▸ WHAT IS REQUIRED
Every line below is to be quoted exactly, with nothing added or dropped.

▸ RECORDS TO PROCESS
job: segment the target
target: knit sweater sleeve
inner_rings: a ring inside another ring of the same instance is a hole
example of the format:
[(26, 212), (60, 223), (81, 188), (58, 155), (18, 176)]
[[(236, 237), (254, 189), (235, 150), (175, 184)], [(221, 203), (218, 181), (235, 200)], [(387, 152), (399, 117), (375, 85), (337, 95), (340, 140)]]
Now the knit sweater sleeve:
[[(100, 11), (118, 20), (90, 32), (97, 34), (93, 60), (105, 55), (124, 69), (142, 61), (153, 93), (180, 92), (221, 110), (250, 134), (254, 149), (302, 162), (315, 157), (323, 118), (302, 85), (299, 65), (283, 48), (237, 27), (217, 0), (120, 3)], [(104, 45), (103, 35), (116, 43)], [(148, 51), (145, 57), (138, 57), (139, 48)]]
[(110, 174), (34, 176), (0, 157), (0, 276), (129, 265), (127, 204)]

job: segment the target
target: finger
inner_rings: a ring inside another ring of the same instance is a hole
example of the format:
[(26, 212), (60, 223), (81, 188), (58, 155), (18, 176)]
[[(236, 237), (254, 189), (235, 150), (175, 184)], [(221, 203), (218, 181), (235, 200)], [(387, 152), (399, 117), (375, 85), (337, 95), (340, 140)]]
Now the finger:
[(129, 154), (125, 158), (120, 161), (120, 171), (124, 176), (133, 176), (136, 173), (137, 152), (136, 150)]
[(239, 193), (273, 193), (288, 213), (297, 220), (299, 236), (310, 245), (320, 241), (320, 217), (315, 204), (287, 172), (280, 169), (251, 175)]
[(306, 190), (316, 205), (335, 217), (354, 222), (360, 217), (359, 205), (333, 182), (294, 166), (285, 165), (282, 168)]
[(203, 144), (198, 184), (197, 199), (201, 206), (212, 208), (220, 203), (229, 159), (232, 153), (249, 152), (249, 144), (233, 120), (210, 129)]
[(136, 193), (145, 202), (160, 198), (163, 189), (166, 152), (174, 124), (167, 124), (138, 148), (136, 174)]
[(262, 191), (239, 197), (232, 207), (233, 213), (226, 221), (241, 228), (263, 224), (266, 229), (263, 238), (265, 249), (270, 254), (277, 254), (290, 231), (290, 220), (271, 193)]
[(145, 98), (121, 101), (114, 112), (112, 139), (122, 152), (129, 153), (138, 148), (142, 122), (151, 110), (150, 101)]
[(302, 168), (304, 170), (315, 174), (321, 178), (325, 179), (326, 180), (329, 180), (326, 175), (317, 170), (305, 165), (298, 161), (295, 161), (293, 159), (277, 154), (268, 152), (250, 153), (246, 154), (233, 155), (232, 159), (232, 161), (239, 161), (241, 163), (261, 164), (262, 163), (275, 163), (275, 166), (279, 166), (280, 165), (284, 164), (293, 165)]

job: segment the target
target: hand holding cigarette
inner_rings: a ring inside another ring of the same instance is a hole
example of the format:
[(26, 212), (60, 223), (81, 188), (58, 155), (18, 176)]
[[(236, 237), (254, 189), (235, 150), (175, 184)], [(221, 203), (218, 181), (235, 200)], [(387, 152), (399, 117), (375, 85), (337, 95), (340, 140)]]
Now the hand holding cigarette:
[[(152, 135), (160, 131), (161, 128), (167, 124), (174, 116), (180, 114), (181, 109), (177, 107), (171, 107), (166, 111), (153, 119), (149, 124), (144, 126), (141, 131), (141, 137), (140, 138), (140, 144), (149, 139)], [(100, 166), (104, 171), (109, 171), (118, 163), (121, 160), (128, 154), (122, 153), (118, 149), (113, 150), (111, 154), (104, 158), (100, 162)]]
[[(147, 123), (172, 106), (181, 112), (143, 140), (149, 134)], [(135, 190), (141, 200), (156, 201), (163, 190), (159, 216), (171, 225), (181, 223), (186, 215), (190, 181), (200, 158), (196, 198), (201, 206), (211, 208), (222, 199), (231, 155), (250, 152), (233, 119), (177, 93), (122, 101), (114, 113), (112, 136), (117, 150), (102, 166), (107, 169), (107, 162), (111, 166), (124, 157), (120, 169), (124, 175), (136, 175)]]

▸ TASK OUTPUT
job: segment the target
target: knit sweater sleeve
inner_rings: a ring inside another ring of the same instance is a hole
example of the format:
[(26, 212), (60, 223), (81, 188), (58, 155), (18, 176)]
[[(236, 237), (254, 189), (235, 150), (175, 184)], [(221, 203), (218, 181), (235, 200)], [(387, 152), (399, 117), (375, 85), (337, 95), (340, 140)]]
Now the knit sweater sleeve:
[[(100, 11), (118, 20), (90, 32), (97, 34), (93, 60), (105, 55), (124, 69), (142, 61), (153, 93), (180, 92), (221, 110), (250, 134), (254, 149), (302, 162), (315, 157), (323, 118), (302, 85), (299, 65), (283, 48), (237, 27), (217, 0), (120, 3)], [(104, 45), (103, 35), (116, 43)], [(148, 51), (145, 57), (138, 57), (139, 48)]]
[(110, 174), (34, 176), (0, 157), (0, 276), (129, 265), (127, 204)]

job: segment the target
target: finger
inner_rings: a ring inside another ring of the same instance is a hole
example of the format:
[(26, 212), (60, 223), (81, 188), (58, 155), (18, 176)]
[[(236, 237), (254, 189), (235, 150), (175, 184)], [(221, 203), (218, 181), (235, 200)], [(387, 152), (399, 117), (375, 85), (337, 95), (340, 140)]]
Now the finger:
[(129, 154), (125, 158), (120, 161), (120, 171), (124, 176), (133, 176), (136, 173), (137, 152), (136, 150)]
[(239, 193), (273, 193), (288, 213), (297, 220), (299, 236), (310, 245), (320, 241), (320, 217), (315, 204), (287, 172), (280, 169), (251, 175)]
[(306, 190), (316, 205), (335, 217), (354, 222), (360, 217), (359, 205), (333, 182), (294, 166), (285, 165), (282, 168)]
[(203, 144), (198, 184), (197, 199), (201, 206), (212, 208), (220, 203), (229, 159), (232, 153), (249, 152), (249, 144), (233, 120), (210, 129)]
[(136, 193), (145, 202), (160, 198), (163, 189), (166, 152), (174, 124), (167, 124), (138, 148), (136, 174)]
[(262, 191), (239, 197), (232, 207), (233, 213), (226, 221), (241, 228), (263, 224), (266, 229), (263, 238), (265, 249), (270, 254), (277, 254), (290, 231), (290, 220), (271, 193)]
[(145, 98), (121, 101), (114, 112), (112, 139), (122, 152), (129, 153), (138, 148), (142, 122), (151, 110), (150, 101)]
[(302, 168), (304, 170), (315, 174), (321, 178), (325, 179), (326, 180), (329, 180), (326, 175), (317, 170), (305, 165), (298, 161), (295, 161), (293, 159), (277, 154), (268, 152), (250, 153), (246, 154), (233, 155), (232, 159), (232, 161), (239, 161), (241, 163), (261, 164), (262, 163), (275, 163), (275, 166), (279, 166), (280, 165), (284, 164), (293, 165)]

job: segment the target
target: hand holding cigarette
inner_rings: a ring inside another ring of the same instance is a hole
example of the format:
[(26, 212), (60, 223), (81, 188), (58, 155), (18, 176)]
[[(236, 237), (254, 189), (235, 150), (175, 184)], [(221, 203), (218, 181), (235, 200)], [(387, 152), (399, 117), (375, 85), (337, 95), (340, 140)]]
Now the hand holding cigarette:
[[(152, 135), (160, 131), (161, 128), (167, 124), (174, 116), (180, 114), (181, 109), (177, 107), (171, 107), (166, 111), (153, 119), (149, 124), (144, 126), (141, 131), (141, 137), (140, 138), (140, 144), (149, 139)], [(100, 166), (104, 171), (109, 171), (118, 163), (121, 160), (128, 154), (122, 153), (118, 149), (113, 150), (111, 154), (104, 158), (100, 162)]]
[[(147, 123), (172, 106), (181, 112), (143, 140), (149, 134)], [(135, 190), (141, 200), (156, 201), (163, 190), (159, 216), (171, 225), (181, 223), (186, 215), (190, 181), (200, 158), (196, 198), (201, 206), (211, 208), (222, 199), (231, 155), (250, 152), (233, 119), (177, 93), (122, 101), (114, 113), (112, 136), (117, 150), (102, 166), (107, 169), (107, 162), (111, 166), (124, 157), (120, 169), (124, 175), (136, 175)]]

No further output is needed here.